--- RECORDS PROVIDED ---

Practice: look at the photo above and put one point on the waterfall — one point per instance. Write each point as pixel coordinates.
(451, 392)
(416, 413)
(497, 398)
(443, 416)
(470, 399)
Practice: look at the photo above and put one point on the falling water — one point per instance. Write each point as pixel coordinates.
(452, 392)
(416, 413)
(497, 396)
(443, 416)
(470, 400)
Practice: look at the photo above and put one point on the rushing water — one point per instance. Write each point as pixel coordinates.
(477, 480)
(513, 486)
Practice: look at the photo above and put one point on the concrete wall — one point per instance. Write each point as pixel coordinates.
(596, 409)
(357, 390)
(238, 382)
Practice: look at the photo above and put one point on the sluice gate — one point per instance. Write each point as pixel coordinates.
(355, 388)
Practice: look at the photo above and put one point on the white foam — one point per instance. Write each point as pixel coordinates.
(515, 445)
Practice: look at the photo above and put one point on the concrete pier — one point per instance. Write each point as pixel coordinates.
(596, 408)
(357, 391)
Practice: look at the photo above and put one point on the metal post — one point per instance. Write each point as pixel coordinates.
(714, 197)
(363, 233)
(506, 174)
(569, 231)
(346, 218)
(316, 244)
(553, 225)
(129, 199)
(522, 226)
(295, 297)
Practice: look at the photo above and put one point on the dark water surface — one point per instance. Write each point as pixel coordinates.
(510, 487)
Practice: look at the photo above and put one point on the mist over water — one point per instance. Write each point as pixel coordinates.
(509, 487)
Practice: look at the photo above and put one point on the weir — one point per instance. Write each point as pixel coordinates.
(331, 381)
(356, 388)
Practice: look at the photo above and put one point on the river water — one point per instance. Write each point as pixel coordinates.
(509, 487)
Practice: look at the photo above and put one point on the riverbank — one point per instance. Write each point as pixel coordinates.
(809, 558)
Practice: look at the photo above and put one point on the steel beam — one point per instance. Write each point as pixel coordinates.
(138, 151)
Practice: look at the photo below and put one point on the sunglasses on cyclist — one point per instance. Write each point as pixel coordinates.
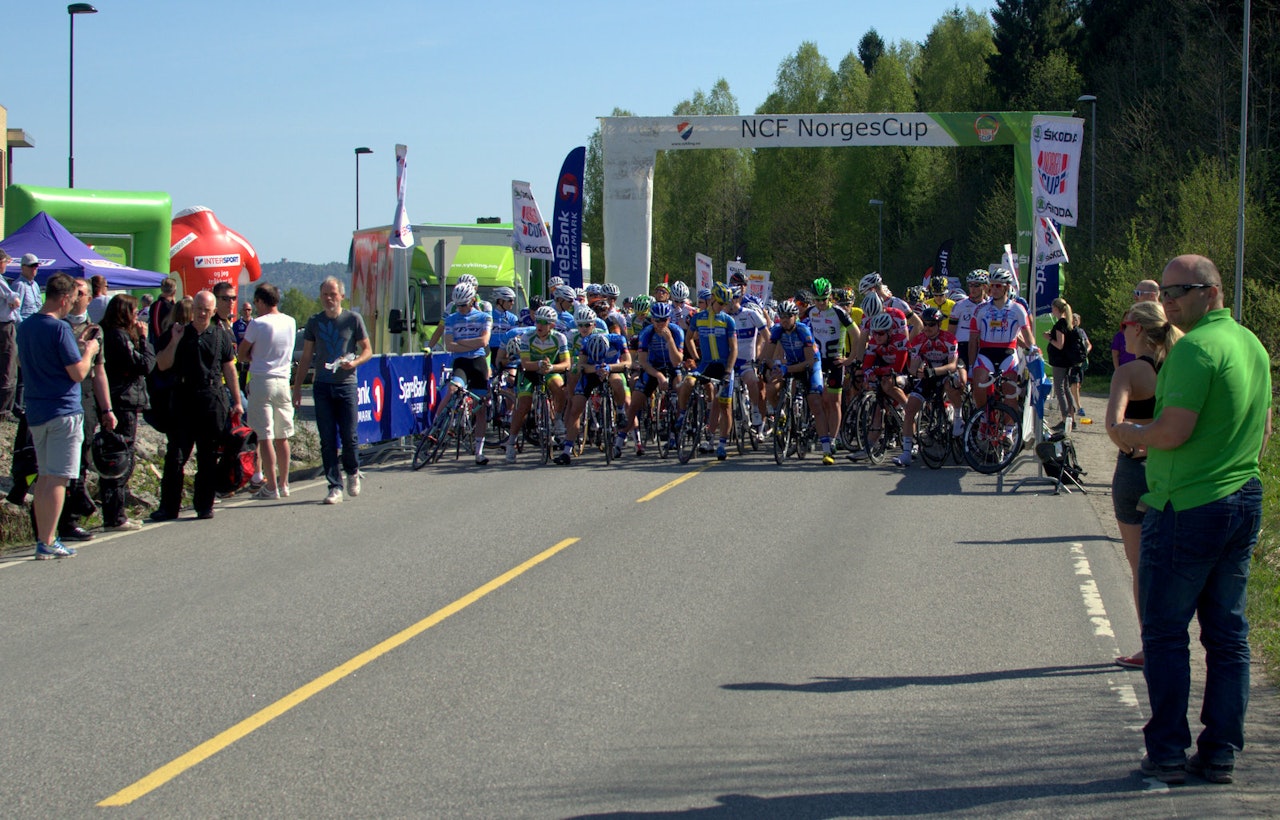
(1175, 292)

---

● WHAT IS ASKED
Write out all of the material above word for word, leaving out the pictures.

● WRITTEN SOLUTION
Practice: look at the photo above and put one point on the waterfall — one point per instance. Write each point as pixel coordinates.
(451, 392)
(416, 413)
(497, 398)
(443, 416)
(470, 399)
Practice: look at the photo above and put one point on the falling water — one point per instance. Write each point as pixel coordinates.
(452, 392)
(416, 413)
(497, 396)
(443, 416)
(470, 400)
Practice: look at the photo above and put one point on the rushing water — one point per instance. Write each point as pixel coordinates.
(477, 480)
(513, 486)
Practice: look at the photo above and put one point on the concrete wall — one point per instance. Write each point as pixel coordinates.
(596, 409)
(357, 390)
(238, 382)
Practice: look at the photo above and put one point on the sluice gate — one point per instance. Write each point as pixel coordinates.
(355, 388)
Practice: look at the photo above and put one point on the white foam — one point per instance. Write each point as pixel coordinates.
(515, 445)
Practice: look at the photo above and put one point on the concrete pier — one point per instance. Write each point as pixel coordinates.
(596, 408)
(357, 391)
Practice: look at the photo above and put one point on the metal post — one point per instance. Write each point as pixel coordinates.
(714, 197)
(363, 233)
(506, 174)
(569, 231)
(346, 218)
(316, 244)
(553, 225)
(129, 199)
(522, 226)
(295, 297)
Practice: look at the photo above and put one point on the dark water surface — one point per instance. Write each point as pixel coordinates.
(510, 487)
Practice: look at the photo above and put one point on the mist over water — one point per instance. Write each point as pixel coordinates.
(509, 487)
Practice: look at the photo above and put one point on the weir — one point per instance. Write each point as pixel coordinates.
(331, 381)
(356, 388)
Practice: look at the photo above and put one point on the river water — one point per instance. Write each point as pixel coordinates.
(509, 487)
Practice: look at the photo above and put one point on the riverbank — one point per instance. Write each point as pixel coordinates.
(809, 558)
Practice: look at the photo above and put one point on the steel beam — one point per instance. Write each point as pixel coordinates.
(138, 151)
Practice: look at the photo below and put one point on the sunglasses on cyclist — one point per instance. Write each point as pixel coordinates.
(1175, 292)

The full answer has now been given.